- _TASK INSTRUCTIONS_: In the Gekdoc text, what directory holds the filepaths that gekdoc sets as its input files?

The regular expression cautiously matches whole tokens that are lowercase and include an underscore, using a non-capturing group (?:...) to apply + to a grouping without having it be punched out. The word title
( s1 -- s2 ) capitalizes the first letter of each word in a string.
Gekdoc Example
It'd be shameful if gekdoc wasn't written in Gek. We now know enough to have a look at it. Gekdoc scans the documentation files for listings of the words you pass. If we give gekdoc a word like pop it shows listings forpop
, pop?
, #pop
, POP
, POP?
and #POP
, by creating a regular expression. You can also pass multiple words at the same time.
Here's the essence of it: #! /usr/bin/env -S gek -f
B
stack Patterns
Args foreach
"(?i)^#?\$?" x escape "\??\s.*\(.*--.*\)$" 3 #, push Patterns
loop
POP? Patterns if set Pat else EXIT then
stack WordFiles "/usr/share/doc/gek/words" entries as WordFiles WordFiles as Args
;
# If the current line meets the pattern, print lines until the next stack effect, and repeat.
forever r Pat meets while
forever r $ bump? while r "\(.*--.*\)$" meets until loop
loop
FE
# If finished the files, go through them again looking for the next pattern.
tot Args 1 = if
POP? Patterns if set Pat WordFiles as Args then
then
;
Straight away it makes a stack of the patterns it'll look for, one for each command-line argument. The regular expression is made from two string literals with the command-line argument sandwiched in between. The (?i) makes it case-insensitive so it will match both pop and POP. The #? $? and \?? allow optional # $ ? symbols and the rest looks for a stack effect. I've put escape
( s -- re ) after x
to remove the meaning of any special characters so it matches itself literally.
Down a bit it makes a stack of the filepaths in /usr/share/doc/gek/words and sets them to be its input files. We can see why it makes a stack of them looking at the FE
block. I've been very anal and instead of looping through the patterns each file, I've made it go through all the files for each pattern so the order of listings is the same as the order of arguments.
The main loop in the middle prints lines from a match till a line with a stack effect that doesn't match. It uses bump? while
instead of bump
so it breaks out the loop if it reaches the end of the file. The word until
( f -- ) is the opposite of while
, breaking out the loop if the flag is true, like 0 = while
. The outer forever loop is needed so the lines that trigger until
are themselves processed. And that's that.

- _INFORMATION GIVEN_:
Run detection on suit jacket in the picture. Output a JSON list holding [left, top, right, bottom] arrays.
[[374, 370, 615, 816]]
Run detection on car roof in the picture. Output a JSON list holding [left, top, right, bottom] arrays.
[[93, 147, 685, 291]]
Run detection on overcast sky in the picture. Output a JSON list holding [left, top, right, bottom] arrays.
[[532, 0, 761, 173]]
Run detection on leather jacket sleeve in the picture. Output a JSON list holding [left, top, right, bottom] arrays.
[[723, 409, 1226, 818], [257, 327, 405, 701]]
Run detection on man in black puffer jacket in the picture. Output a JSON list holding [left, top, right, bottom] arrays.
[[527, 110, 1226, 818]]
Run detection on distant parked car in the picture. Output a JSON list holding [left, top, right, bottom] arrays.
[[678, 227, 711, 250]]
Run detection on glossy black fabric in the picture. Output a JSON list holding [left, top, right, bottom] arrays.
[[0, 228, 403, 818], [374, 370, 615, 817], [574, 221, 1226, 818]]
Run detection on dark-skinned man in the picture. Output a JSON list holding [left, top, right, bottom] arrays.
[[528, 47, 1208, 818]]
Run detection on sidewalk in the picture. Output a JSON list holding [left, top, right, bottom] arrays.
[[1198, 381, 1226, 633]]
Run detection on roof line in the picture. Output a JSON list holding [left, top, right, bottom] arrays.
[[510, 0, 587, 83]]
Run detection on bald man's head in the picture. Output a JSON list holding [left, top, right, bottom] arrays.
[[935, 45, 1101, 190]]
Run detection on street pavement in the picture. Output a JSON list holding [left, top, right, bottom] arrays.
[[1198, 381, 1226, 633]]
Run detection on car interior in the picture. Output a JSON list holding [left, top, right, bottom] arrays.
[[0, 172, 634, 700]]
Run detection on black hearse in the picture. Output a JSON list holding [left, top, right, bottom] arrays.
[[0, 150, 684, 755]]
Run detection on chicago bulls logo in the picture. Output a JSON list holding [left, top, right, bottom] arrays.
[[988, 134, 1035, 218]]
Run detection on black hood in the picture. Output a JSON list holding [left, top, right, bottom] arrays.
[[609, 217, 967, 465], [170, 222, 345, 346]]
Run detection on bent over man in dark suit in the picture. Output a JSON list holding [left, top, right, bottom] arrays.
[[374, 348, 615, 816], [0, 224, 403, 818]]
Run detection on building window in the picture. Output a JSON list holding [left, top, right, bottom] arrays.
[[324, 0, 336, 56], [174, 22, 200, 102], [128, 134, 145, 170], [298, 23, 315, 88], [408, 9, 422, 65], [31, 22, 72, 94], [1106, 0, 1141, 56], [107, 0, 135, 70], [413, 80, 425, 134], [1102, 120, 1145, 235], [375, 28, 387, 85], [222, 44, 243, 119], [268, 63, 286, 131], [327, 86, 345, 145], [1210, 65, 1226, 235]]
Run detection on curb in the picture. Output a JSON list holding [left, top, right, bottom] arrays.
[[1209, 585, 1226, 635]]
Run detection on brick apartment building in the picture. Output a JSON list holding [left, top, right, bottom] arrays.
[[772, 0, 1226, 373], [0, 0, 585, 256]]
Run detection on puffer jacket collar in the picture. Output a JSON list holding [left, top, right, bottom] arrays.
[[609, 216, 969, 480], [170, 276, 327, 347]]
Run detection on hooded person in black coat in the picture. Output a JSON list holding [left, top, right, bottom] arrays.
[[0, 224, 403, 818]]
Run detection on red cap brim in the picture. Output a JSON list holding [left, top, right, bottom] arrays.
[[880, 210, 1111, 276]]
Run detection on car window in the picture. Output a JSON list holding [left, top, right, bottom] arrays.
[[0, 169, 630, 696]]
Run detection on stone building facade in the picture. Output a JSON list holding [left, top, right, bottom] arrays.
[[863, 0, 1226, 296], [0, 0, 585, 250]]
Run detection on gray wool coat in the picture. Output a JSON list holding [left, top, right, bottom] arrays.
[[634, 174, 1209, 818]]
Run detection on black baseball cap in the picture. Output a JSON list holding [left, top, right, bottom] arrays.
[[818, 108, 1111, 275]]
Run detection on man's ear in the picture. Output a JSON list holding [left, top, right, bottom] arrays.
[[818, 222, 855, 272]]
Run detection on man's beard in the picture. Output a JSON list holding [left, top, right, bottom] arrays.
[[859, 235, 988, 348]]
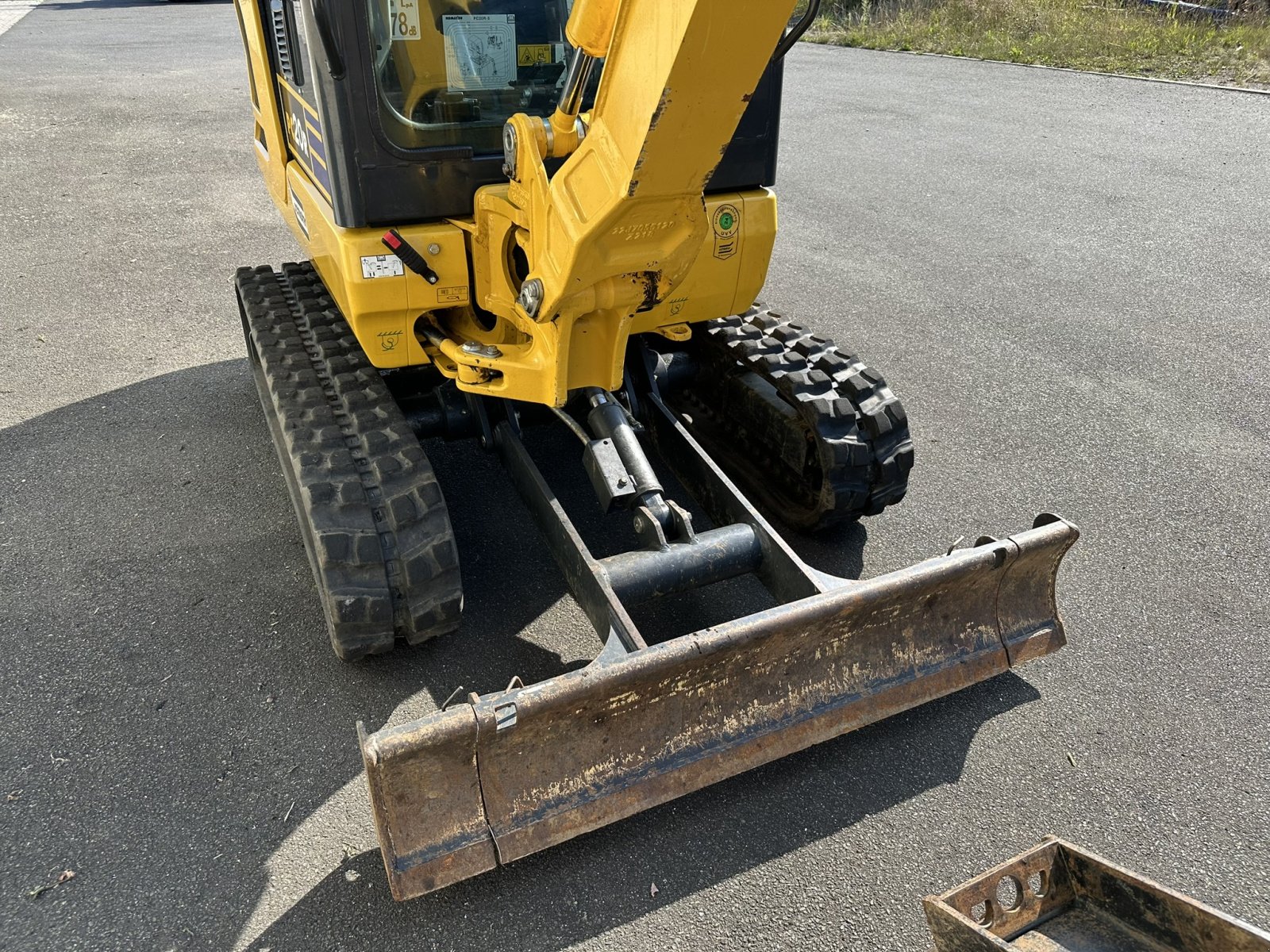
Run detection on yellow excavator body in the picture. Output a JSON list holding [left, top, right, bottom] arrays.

- _ANSWER TO THIS TASK_: /usr/share/doc/gek/words